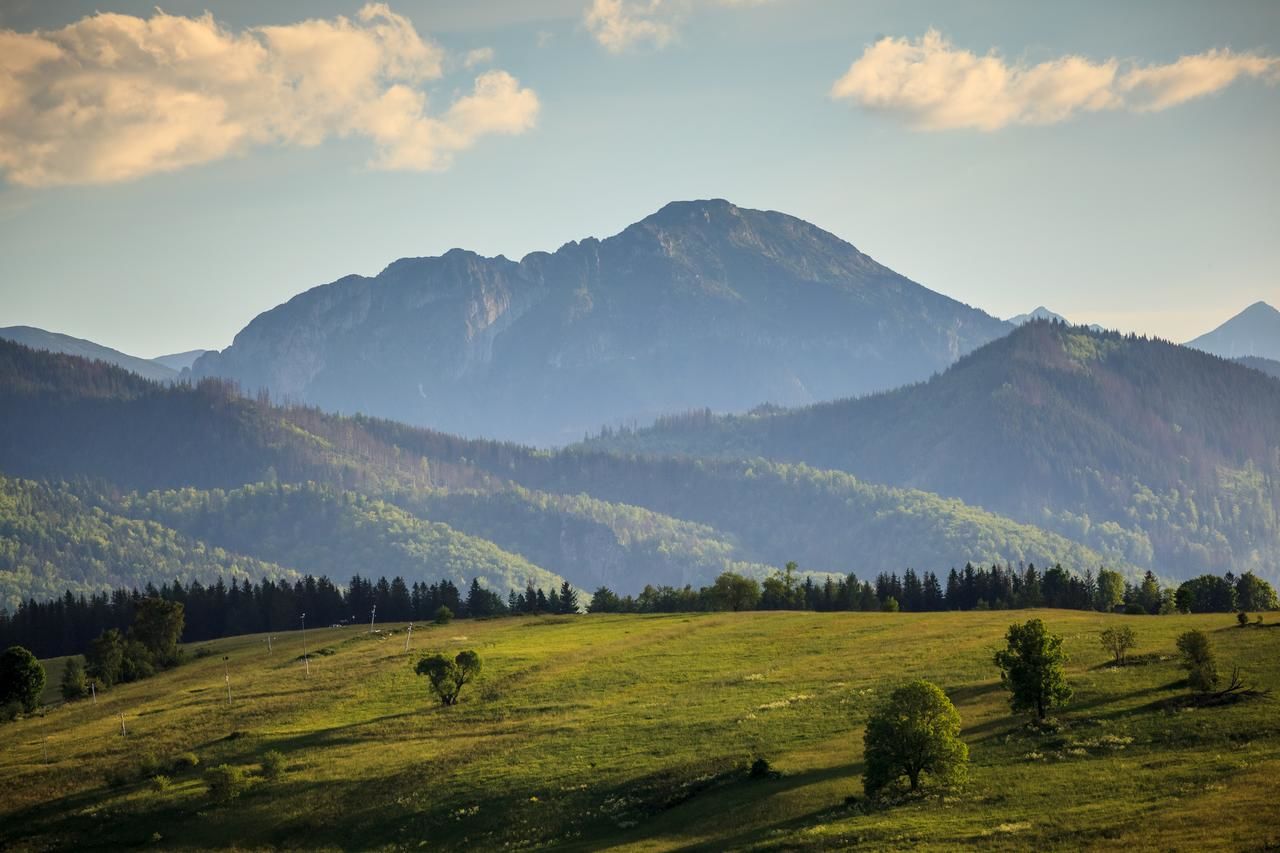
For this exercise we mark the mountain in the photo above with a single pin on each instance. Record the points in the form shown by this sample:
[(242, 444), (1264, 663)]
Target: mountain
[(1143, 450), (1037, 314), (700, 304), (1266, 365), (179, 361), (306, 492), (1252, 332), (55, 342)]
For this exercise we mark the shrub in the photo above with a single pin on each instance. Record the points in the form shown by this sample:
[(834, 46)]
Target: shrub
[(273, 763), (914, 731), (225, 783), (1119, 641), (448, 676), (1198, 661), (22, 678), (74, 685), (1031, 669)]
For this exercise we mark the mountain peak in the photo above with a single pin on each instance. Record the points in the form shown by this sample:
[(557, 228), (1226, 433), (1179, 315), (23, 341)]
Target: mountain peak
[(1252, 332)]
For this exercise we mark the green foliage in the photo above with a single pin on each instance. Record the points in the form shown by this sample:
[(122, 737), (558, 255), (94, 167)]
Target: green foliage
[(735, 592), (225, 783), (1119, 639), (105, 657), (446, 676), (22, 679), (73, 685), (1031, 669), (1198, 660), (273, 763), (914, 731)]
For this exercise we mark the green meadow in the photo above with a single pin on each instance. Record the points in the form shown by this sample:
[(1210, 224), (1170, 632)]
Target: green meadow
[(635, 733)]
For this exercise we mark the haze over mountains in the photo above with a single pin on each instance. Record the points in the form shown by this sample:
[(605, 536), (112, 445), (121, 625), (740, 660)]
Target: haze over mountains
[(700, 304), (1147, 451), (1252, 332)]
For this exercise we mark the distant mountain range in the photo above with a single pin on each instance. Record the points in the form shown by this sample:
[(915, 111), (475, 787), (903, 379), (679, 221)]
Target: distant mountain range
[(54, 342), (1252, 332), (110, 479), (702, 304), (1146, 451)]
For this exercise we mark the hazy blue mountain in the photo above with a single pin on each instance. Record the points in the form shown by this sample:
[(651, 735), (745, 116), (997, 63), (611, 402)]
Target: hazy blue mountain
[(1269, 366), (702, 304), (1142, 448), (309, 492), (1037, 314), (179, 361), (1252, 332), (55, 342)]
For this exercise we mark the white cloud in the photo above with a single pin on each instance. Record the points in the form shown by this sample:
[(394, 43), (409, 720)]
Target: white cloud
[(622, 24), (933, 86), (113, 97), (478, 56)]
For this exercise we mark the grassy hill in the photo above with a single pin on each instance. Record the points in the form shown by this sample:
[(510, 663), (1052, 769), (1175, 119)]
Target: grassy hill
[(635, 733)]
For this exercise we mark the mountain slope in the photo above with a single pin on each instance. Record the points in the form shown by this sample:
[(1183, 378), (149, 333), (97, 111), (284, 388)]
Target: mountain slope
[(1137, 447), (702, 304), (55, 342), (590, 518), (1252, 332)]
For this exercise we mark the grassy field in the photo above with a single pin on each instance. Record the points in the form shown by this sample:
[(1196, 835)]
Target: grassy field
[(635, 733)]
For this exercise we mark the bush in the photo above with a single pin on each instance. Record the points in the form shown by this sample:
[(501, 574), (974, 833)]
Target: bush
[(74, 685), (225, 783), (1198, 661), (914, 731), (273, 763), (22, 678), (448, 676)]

Short task:
Reproduce the data above verbatim, from the line with "For this exercise we mark the hazy" to the line with "[(622, 24), (933, 86), (113, 97), (478, 56)]", including both of those lines.

Result of the task:
For this exercise we mark the hazy blue mountain in the photo above with a single pin on each instance. Record the points in the form shown by this sample:
[(651, 735), (745, 116), (997, 63), (611, 402)]
Target: hazy blue mountain
[(1269, 366), (702, 304), (1142, 448), (309, 492), (1037, 314), (179, 361), (1252, 332), (55, 342)]
For this exercise we mark the white cloud in the photo above with a single pin on each instance. Record the points in the form shown by this sample:
[(394, 43), (409, 720)]
Target: white cloud
[(622, 24), (933, 86), (113, 97), (478, 56)]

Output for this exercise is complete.